WRITTEN TASK A: Please transcribe the rows word for word, from their first line up to and including the line that contains "box: [884, 268, 1338, 1135]".

PASSAGE SHOWN:
————

I realise as we’re talking, answering all the questions, that the last two years have been a recovery of sorts. We’ve clung on, worked long hours, saved our business through sheer determination and have slowly clawed our way back to where we might have been without those two lost years. But we are tired.
At the end of the day I stand looking out at the rain soaked garden. I light a candle for May Day - the half way point between the spring solstice and midsummer, and I think that right where we are is just fine. We’ll get to the next stage of renovations when we feel the time is right. We don’t want to cut corners or feel under pressure. We’ll save again to make the next stage of renovations possible, but we’ll do it at our own pace, with time for life with our boys in between.
Thursday 2nd May
I sleep for 10 hours, the busyness of the last month suddenly hitting me hard. My body is heavy with sleep as I force myself up and out. We have guests arriving this afternoon, this is the true beginning of the season, there will be guests everyday now until October.
I cut flowers from the polytunnel, more ranunculus to mix with apple mint, guelder rose and hawthorn. I save as many of last week’s flowers as I can. Washing out the vases, recutting the stems and only mixing old flowers with old and new with new, to help every vase to last as long as possible.
We welcome back familiar faces along with our new guests. It’s so lovely when folks come back to see us time and again, we know then that we’re doing something right.
Friday 3rd May
Time slips away today, we clean rooms and prepare the gîte for our next guests, ducking in and out between heavy rainstorms that pummel the garden, the briefest patches of sun in between.
There is so much rain that by mid-afternoon there are huge puddles of standing water on the drive. I scrape a channel in the mud of the verge with the heel of my boot, clearing a passage for the water to drain into the old ditch. It begins to trickle away, but more is coming, flowing from the fields in a little stream down the drive to pool in this sunken patch of our tree-lined country lane. I wonder if the summer will be dry and hot, whether there will be droughts and hose pipe bans still after all of this rain? More rain is forecast for the weekend; no dry days promised until next Wednesday. My seedlings will have to bide their time in their pots for a little longer.
Saturday 4th May
The first roses are blooming in the garden, a few dog roses opening in the hedgerows. The hawthorn blossom seems to be especially spectacular this year. I wonder if the mild and wet winter will lead to an abundance of berries later in the year?

————

INPUT DATA:
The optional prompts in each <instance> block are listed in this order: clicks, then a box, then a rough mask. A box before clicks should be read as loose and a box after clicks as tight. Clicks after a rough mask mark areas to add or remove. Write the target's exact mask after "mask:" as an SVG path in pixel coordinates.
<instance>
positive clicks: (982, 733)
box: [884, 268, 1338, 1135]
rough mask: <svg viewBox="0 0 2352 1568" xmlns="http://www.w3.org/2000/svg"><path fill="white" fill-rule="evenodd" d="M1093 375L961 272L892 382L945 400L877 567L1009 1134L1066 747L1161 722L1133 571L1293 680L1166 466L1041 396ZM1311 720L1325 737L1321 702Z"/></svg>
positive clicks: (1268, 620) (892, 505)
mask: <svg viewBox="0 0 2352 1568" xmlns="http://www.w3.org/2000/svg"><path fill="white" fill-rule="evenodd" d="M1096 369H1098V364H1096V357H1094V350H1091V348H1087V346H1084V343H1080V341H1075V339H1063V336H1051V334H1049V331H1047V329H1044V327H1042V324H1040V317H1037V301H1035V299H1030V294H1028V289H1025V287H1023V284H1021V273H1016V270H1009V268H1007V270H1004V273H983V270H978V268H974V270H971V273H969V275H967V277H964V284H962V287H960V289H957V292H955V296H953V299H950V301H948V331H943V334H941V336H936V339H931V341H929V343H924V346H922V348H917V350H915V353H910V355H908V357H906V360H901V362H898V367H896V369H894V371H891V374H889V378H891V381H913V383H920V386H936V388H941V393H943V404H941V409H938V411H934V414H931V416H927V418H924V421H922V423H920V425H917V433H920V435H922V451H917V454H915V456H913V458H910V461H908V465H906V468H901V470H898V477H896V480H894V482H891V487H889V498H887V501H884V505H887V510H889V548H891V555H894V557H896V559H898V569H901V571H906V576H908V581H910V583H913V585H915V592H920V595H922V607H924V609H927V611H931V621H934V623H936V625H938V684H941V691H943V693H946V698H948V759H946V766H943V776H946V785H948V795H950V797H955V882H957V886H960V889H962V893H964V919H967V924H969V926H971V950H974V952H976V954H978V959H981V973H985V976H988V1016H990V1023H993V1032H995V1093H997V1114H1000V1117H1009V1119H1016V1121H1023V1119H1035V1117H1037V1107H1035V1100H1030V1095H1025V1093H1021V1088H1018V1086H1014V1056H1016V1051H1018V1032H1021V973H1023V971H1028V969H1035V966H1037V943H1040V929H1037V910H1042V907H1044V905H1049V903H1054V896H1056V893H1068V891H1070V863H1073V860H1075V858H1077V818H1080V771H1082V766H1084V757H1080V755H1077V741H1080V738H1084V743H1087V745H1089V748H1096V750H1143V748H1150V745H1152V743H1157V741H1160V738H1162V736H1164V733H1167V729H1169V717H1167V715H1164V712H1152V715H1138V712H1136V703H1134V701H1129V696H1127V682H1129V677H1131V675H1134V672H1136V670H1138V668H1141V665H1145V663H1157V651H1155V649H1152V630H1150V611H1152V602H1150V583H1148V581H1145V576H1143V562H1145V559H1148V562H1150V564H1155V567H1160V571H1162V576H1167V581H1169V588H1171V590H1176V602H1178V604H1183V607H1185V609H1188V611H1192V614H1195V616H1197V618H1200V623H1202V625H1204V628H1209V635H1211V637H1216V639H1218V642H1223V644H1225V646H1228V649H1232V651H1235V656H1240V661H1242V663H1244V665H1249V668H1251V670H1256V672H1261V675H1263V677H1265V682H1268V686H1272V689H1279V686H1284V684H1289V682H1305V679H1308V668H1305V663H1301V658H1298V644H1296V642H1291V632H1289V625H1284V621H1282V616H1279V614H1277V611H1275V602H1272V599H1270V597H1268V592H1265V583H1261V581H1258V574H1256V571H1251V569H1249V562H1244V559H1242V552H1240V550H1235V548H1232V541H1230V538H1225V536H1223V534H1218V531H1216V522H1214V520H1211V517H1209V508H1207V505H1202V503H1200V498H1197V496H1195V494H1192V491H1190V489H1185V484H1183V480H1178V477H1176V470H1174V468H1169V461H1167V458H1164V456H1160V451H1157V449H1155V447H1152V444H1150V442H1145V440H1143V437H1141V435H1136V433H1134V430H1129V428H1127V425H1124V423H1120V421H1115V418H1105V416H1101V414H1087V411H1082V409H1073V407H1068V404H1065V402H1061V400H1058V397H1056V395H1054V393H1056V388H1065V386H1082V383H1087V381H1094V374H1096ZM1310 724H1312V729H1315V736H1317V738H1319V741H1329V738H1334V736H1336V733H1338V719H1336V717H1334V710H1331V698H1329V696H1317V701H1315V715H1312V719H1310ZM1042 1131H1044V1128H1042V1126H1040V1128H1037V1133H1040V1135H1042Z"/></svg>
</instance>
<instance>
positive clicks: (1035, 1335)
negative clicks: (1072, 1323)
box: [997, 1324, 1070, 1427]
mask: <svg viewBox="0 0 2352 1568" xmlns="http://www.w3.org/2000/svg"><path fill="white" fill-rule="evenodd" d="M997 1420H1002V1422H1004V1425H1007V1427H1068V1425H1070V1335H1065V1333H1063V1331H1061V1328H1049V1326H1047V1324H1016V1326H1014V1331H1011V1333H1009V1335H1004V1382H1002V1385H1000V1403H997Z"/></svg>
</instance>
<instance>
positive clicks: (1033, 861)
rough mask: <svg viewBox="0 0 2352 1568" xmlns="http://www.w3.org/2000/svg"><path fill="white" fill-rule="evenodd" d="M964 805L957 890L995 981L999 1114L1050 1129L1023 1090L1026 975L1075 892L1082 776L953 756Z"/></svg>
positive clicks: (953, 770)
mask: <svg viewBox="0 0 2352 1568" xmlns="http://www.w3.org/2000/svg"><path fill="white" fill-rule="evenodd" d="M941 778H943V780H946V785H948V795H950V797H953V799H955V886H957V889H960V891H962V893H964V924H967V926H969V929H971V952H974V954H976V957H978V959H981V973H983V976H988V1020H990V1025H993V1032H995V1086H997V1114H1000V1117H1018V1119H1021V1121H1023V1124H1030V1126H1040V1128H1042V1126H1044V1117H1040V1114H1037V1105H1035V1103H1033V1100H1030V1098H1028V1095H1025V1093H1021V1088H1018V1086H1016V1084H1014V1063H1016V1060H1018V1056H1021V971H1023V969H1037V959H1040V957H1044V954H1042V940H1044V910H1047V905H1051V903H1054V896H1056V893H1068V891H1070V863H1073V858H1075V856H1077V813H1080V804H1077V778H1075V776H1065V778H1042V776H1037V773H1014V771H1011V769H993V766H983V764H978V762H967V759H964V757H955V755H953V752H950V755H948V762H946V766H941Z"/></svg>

————

WRITTEN TASK B: Based on the diary passage, say whether each statement agrees with it, answering yes or no and quoting the words that decide it: (i) On Thursday 2nd May the writer slept for ten hours. (ii) The forecast promises dry days starting the following Monday. (iii) The hawthorn blossom seems less impressive than usual this year.

TASK RESULT A:
The optional prompts in each <instance> block are listed in this order: clicks, then a box, then a rough mask. A box before clicks should be read as loose and a box after clicks as tight. Clicks after a rough mask mark areas to add or remove. Write the target's exact mask after "mask:" as an SVG path in pixel coordinates.
<instance>
positive clicks: (982, 733)
box: [884, 268, 1338, 1135]

TASK RESULT B:
(i) Yes: "I sleep for 10 hours"
(ii) No: "no dry days promised until next Wednesday"
(iii) No: "The hawthorn blossom seems to be especially spectacular this year."